原文 ::
--*--

確実なことはわからないようであるが、自分の観察の結果から判断できる範囲内では、ともかくもこの中央の穴から流れ出しまた流れ帰る水の流路を示すものらしく思われる。そうだとすると、これも上記現象のあるものと同部類に属すると考えられる。これは雪の代わりに他の可溶塩類を使った実験ができる見込みである。
唐紙《からかみ》などに水がついたあとにできる「しみ」が、どうかすると不規則な花形模様に広がることがある。また「もぐさ」を平たく板の上にはりつけておいて、その一点に点火すると、炎を上げない火が徐々に燃え広がる。その燃えて行く前面の形が不規則な花形である。これらの場合にはいずれも通有な一種の原理のようなものがあると思われる。

--*--

入力記録 ::
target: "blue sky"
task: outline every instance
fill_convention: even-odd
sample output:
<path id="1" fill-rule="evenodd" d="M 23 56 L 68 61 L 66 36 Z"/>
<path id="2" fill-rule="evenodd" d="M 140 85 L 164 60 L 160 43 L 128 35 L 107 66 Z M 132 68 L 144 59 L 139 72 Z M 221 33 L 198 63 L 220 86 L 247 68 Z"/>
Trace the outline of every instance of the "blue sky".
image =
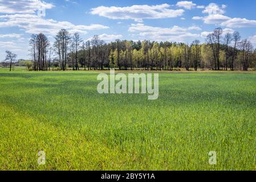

--*--

課題一覧 ::
a – しみや火の燃え広がりの形についての原文から、「確実なことはわからないようで」から「ようなものがあると思われる。」までを一字も変えずに書き写してください。
b – 上の記録を最初の行から最後の行まで、一字一句変えずに繰り返すこと。画像は答えに入れない。

課題別の解答 ::
a –
確実なことはわからないようであるが、自分の観察の結果から判断できる範囲内では、ともかくもこの中央の穴から流れ出しまた流れ帰る水の流路を示すものらしく思われる。そうだとすると、これも上記現象のあるものと同部類に属すると考えられる。これは雪の代わりに他の可溶塩類を使った実験ができる見込みである。
唐紙《からかみ》などに水がついたあとにできる「しみ」が、どうかすると不規則な花形模様に広がることがある。また「もぐさ」を平たく板の上にはりつけておいて、その一点に点火すると、炎を上げない火が徐々に燃え広がる。その燃えて行く前面の形が不規則な花形である。これらの場合にはいずれも通有な一種の原理のようなものがあると思われる。

b –
target: "blue sky"
task: outline every instance
fill_convention: even-odd
sample output:
<path id="1" fill-rule="evenodd" d="M 23 56 L 68 61 L 66 36 Z"/>
<path id="2" fill-rule="evenodd" d="M 140 85 L 164 60 L 160 43 L 128 35 L 107 66 Z M 132 68 L 144 59 L 139 72 Z M 221 33 L 198 63 L 220 86 L 247 68 Z"/>
Trace the outline of every instance of the "blue sky".
image =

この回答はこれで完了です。